- _Extract provided_:
Hello,
Am working with MOD16A2GF data (Evapotranspiration) as an .nc file with a 8-day temporal resolution, and 500 m spatial resolution as the below pic.
Then I converted the time from object to datetime64[ns] and replaced _FillValue in the dataset using the below code:
# Convert the 'time' coordinate from cftime.DatetimeJulian to datetime64[ns]
time_values = mod16netcdf['time'].values
converted_time = pd.to_datetime([t.strftime('%Y-%m-%d') for t in time_values])
# Replace the 'time' coordinate in the dataset
mod16netcdf ['time'] = converted_time
# Verify the conversion
mod16netcdf
# Replace values between 32761 and 32767 (inclusive) in 'ET_500m' and 'PET_500m' with NaN
mod16netcdf['ET_500m'] = mod16netcdf['ET_500m'].where(~((mod16netcdf['ET_500m'] >= 3276.1) & (mod16netcdf['ET_500m'] <= 3276.7)), np.nan)
mod16netcdf['PET_500m'] = mod16netcdf['PET_500m'].where(~((mod16netcdf['PET_500m'] >= 3276.1) & (mod16netcdf['PET_500m'] <= 3276.7)), np.nan)
After that I calculated the real data by multiplying the scale factor and then converted it into monthly data using the below code:
#Claculate the real_value by multiply by 0.1 (scale factor)
ET_scaled= mod16netcdf['ET_500m']*0.1
PET_scaled= mod16netcdf['PET_500m']*0.1
# Convert 8-day ET_scaled and PET_scaled data to monthly data
# For monthy mean the unit is mm/8day (the average 8-day mean rate of evapotranspiration over all 8-day intervals in a month)
ET_monthly_mean_scaled = ET_scaled.resample(time='ME').mean()
PET_monthly_mean_scaled = PET_scaled.resample(time='ME').mean()
ET_Q_monthly_mean_scaled = mod16netcdf['ET_QC_500m'].resample(time='ME').mean()
# For monthy sum the unit is mm/month (the sum of 8-day rate of evapotranspiration over a month)

- _Records provided_:
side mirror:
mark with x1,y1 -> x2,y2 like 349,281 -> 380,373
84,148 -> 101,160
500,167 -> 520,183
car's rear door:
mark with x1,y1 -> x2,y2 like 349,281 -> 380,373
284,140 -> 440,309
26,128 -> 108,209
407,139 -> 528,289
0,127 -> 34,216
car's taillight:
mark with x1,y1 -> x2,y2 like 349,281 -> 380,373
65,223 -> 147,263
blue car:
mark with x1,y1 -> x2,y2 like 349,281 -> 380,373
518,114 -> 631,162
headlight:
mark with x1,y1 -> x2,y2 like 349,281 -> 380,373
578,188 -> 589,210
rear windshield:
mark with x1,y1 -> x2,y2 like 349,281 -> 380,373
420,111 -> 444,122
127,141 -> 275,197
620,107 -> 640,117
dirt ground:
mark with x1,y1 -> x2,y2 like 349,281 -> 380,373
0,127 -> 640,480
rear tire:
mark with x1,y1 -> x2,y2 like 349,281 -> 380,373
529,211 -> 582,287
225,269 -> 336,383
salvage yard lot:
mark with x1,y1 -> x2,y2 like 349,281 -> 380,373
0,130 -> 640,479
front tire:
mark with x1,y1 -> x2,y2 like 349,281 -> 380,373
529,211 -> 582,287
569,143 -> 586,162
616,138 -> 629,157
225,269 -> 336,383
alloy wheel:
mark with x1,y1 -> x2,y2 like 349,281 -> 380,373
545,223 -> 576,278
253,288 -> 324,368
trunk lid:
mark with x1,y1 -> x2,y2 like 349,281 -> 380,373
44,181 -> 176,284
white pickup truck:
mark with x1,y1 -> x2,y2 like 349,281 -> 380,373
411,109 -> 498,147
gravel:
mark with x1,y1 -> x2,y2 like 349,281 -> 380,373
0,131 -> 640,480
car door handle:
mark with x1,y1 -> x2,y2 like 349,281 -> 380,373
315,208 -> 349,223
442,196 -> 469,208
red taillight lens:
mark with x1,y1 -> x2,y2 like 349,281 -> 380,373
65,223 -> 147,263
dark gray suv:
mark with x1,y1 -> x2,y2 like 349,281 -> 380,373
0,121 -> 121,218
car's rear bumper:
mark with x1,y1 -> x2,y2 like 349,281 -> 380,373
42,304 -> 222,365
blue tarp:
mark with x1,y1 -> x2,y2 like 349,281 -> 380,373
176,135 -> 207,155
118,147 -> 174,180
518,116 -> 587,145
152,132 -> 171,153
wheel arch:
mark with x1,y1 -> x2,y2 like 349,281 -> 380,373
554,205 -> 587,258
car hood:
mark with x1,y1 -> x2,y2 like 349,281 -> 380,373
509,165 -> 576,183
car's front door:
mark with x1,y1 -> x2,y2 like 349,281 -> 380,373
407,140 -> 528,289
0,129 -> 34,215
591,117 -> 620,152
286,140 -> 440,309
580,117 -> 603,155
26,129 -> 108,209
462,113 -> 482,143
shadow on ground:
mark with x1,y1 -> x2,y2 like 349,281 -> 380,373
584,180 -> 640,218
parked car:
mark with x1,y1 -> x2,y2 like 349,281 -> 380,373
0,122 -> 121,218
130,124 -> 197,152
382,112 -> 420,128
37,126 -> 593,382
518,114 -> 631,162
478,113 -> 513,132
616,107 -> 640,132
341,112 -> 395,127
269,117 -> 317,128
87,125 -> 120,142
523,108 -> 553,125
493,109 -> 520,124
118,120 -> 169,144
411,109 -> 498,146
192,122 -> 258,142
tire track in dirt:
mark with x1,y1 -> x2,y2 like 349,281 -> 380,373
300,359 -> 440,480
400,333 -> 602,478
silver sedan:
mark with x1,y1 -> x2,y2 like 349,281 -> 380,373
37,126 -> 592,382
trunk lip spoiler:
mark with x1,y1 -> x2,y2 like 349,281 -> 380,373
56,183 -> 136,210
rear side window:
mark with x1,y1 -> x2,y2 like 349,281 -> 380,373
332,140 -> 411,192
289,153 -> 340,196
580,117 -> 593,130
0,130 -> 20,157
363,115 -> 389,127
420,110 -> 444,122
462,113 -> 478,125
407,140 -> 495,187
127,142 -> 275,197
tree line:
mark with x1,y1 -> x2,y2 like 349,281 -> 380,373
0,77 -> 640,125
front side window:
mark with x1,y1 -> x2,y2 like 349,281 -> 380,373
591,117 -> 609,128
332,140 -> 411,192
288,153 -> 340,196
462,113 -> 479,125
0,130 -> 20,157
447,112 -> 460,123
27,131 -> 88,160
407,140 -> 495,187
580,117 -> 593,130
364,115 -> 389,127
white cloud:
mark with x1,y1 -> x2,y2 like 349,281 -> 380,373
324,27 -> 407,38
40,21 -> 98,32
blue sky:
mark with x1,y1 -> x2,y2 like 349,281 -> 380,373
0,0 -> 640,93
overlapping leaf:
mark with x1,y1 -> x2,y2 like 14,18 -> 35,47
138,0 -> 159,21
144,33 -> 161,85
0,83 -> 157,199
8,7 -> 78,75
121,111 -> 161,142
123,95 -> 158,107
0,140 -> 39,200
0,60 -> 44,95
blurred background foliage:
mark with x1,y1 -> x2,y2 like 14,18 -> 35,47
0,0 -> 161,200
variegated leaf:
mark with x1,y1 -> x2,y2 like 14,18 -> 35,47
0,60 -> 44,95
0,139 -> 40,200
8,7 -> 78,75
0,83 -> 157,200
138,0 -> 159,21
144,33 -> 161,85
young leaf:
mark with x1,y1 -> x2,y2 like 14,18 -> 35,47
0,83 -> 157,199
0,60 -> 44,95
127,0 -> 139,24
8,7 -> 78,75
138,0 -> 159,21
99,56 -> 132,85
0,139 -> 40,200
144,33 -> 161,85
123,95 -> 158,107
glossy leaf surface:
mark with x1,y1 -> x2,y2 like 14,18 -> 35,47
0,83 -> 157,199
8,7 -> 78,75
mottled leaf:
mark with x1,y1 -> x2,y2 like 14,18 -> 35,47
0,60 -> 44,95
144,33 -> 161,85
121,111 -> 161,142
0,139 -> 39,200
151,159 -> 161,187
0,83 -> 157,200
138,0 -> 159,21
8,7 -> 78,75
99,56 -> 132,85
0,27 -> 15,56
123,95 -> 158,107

- _What is being asked_:
Continue the forum post on converting MOD16A2GF evapotranspiration data to monthly values, picking up right after its final comment line.

- _Answer to this problem_:
ET_monthly_sum_scaled = ET_scaled.resample(time='ME').sum()
PET_monthly_sum_scaled = PET_scaled.resample(time='ME').sum()
ET_Q_monthly_sum_scaled = mod16netcdf['ET_QC_500m'].resample(time='ME').sum()
# Create a new Dataset to hold all the variables
ds = xr.Dataset({
'ET_monthly_mean_scaled_mmper8day': ET_monthly_mean_scaled,
'PET_monthly_mean_scaled_mmper8day': PET_monthly_mean_scaled,
'ET_monthly_sum_scaled_mmpermonth': ET_monthly_sum_scaled,
'PET_monthly_sum_scaled_mmpermonth': PET_monthly_sum_scaled,
'ET_Q_monthly_mean_scaled': ET_Q_monthly_mean_scaled,
'ET_Q_monthly_sum_scaled': ET_Q_monthly_sum_scaled
})
ds
Now as a final step I created a function to upscale the modified data resolution to 0.05 °, 0.25 °, and 0.05 ° to then save it into a new .nc file for each resolution using the below code:
def upscale_dataset(dataset, target_res):
"""
Upscale all variables in the dataset to a coarser resolution.
Parameters:
dataset (xarray.Dataset): The input dataset with variables to upscale.
target_res (float): The target spatial resolution (e.g., 0.25 or 1.0 degrees).
Returns:
xarray.Dataset: The upscaled dataset with all variables at the new resolution.
"""
# Get the current resolution and coordinate steps
lat_res = np.abs(dataset.lat[1] - dataset.lat[0])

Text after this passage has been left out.